What the task requires >> Rewrite everything in the EKS autoscaling post from "Autoscaling and Kubernetes" down to "for your Pods.", changing each "Kubernetes" to "K8s".

— Begin Page extract —

Data Plane Elasticity on Amazon EKS 1.29: Pod Autoscaling with VPA

February 5, 2024

9 min read

Claudio Acquaviva

Principal Architect, Kong

In this series of posts, we will look closely at how Kong Konnect Data Planes can take advantage of Autoscalers running on Amazon Elastic Kubernetes Services (EKS) 1.29 to support the throughput the demands API consumers impose on it at the lowest cost. The series comprises four parts:

Introduction

One of the primary drivers for companies to migrate their infrastructure to the cloud is elasticity, the ability to dynamically scale, up and down, compute and container resources according to their business needs. The "Overview of Amazon Web Services" whitepaper outlines the advantages of cloud computing related to it: variable expense and no more capacity guessing.

In summary, companies can reduce their costs with the "pay-as-you-go" model provided by cloud elasticity.

It's important to clarify some fundamental concepts. Given an application, in order to support different workloads, basically, we have two main options:

Vertical scalability (scale up/down): you are adding or subtracting hardware resources (memory, CPU, storage) to/from your application.
Horizontal scalability (scale out/in): you are adding or subtracting more nodes or servers and distributing the workload across them.

Elasticity goes beyond that. It provides the capacity to automatically provision and deprovision hardware resources based on demand. In other words, you will be able to vertically scale up/down or horizontally scale in/out your applications in an automatic way. This is also called "autoscaling."

Autoscaling and Kubernetes

Autoscaling is one of the most compelling features of the Kubernetes platform. Basically, it is available in two different perspectives:

1. Pod Autoscaling

Pod Vertical Scalability with VPA (Vertical Pod Autoscaler): it increases and decreases the CPU and memory allocation for your Pods.

— End Page extract —
— Begin Supplied data —

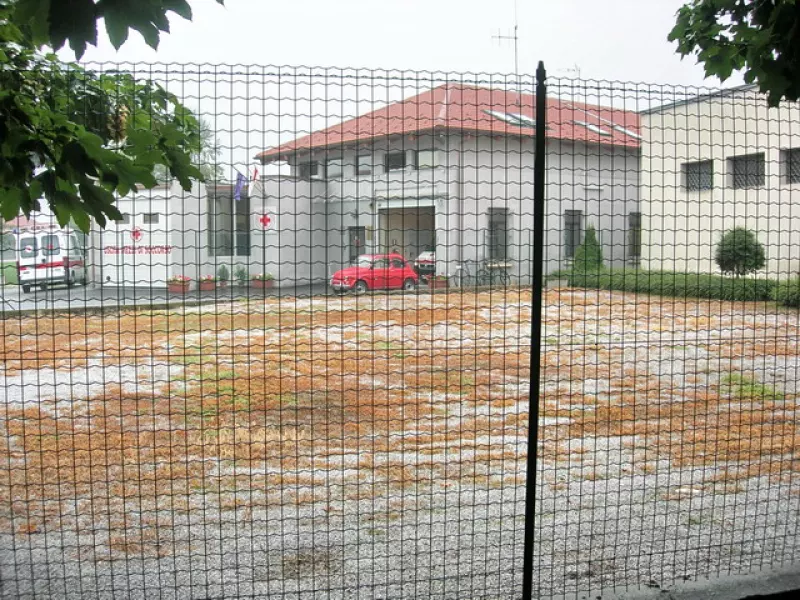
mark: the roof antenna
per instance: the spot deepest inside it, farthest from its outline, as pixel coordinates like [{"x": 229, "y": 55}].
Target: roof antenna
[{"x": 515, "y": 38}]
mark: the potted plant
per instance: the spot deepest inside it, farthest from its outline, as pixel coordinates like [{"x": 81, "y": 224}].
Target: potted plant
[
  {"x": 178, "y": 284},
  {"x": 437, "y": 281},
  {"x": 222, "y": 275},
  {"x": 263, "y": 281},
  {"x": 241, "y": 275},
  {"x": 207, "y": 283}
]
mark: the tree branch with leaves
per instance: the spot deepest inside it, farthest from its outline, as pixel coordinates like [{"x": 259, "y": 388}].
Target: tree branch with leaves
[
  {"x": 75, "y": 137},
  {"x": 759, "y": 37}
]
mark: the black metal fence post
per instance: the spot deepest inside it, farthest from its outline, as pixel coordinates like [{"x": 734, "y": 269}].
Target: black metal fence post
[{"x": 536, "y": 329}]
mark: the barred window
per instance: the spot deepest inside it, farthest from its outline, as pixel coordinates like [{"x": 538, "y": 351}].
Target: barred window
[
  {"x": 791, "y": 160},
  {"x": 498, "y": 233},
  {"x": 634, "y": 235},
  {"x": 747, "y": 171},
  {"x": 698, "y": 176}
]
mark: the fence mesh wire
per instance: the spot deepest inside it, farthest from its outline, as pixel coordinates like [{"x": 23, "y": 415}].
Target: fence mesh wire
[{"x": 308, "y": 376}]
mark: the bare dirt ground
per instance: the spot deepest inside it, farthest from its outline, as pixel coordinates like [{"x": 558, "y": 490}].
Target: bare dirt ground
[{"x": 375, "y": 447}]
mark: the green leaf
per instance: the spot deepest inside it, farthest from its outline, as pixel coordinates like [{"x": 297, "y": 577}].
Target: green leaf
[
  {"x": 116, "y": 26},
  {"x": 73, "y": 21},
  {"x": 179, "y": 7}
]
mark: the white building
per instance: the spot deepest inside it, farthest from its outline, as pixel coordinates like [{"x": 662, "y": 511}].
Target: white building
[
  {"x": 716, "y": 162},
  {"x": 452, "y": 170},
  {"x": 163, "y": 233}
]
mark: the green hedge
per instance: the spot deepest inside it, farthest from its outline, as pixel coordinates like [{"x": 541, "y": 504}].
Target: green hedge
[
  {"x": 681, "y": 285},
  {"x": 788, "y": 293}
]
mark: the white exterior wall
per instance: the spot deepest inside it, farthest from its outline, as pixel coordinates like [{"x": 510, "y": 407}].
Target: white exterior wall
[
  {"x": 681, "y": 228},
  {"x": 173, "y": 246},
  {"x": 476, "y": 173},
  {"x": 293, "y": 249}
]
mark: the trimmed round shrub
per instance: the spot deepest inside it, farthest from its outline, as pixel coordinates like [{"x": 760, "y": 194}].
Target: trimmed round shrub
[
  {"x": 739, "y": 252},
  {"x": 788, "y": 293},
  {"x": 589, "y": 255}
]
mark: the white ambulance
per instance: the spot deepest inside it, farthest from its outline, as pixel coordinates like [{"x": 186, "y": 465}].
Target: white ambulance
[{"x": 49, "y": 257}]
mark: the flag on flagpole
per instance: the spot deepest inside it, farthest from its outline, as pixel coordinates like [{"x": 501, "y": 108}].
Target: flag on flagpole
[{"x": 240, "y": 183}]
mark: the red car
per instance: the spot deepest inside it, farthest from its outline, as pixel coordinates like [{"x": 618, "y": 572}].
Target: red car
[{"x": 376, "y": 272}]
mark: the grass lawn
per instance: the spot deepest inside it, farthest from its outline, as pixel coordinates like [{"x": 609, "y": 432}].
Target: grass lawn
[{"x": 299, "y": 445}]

— End Supplied data —

Task solution >>
Autoscaling and K8s

Autoscaling is one of the most compelling features of the K8s platform. Basically, it is available in two different perspectives:

1. Pod Autoscaling

Pod Vertical Scalability with VPA (Vertical Pod Autoscaler): it increases and decreases the CPU and memory allocation for your Pods.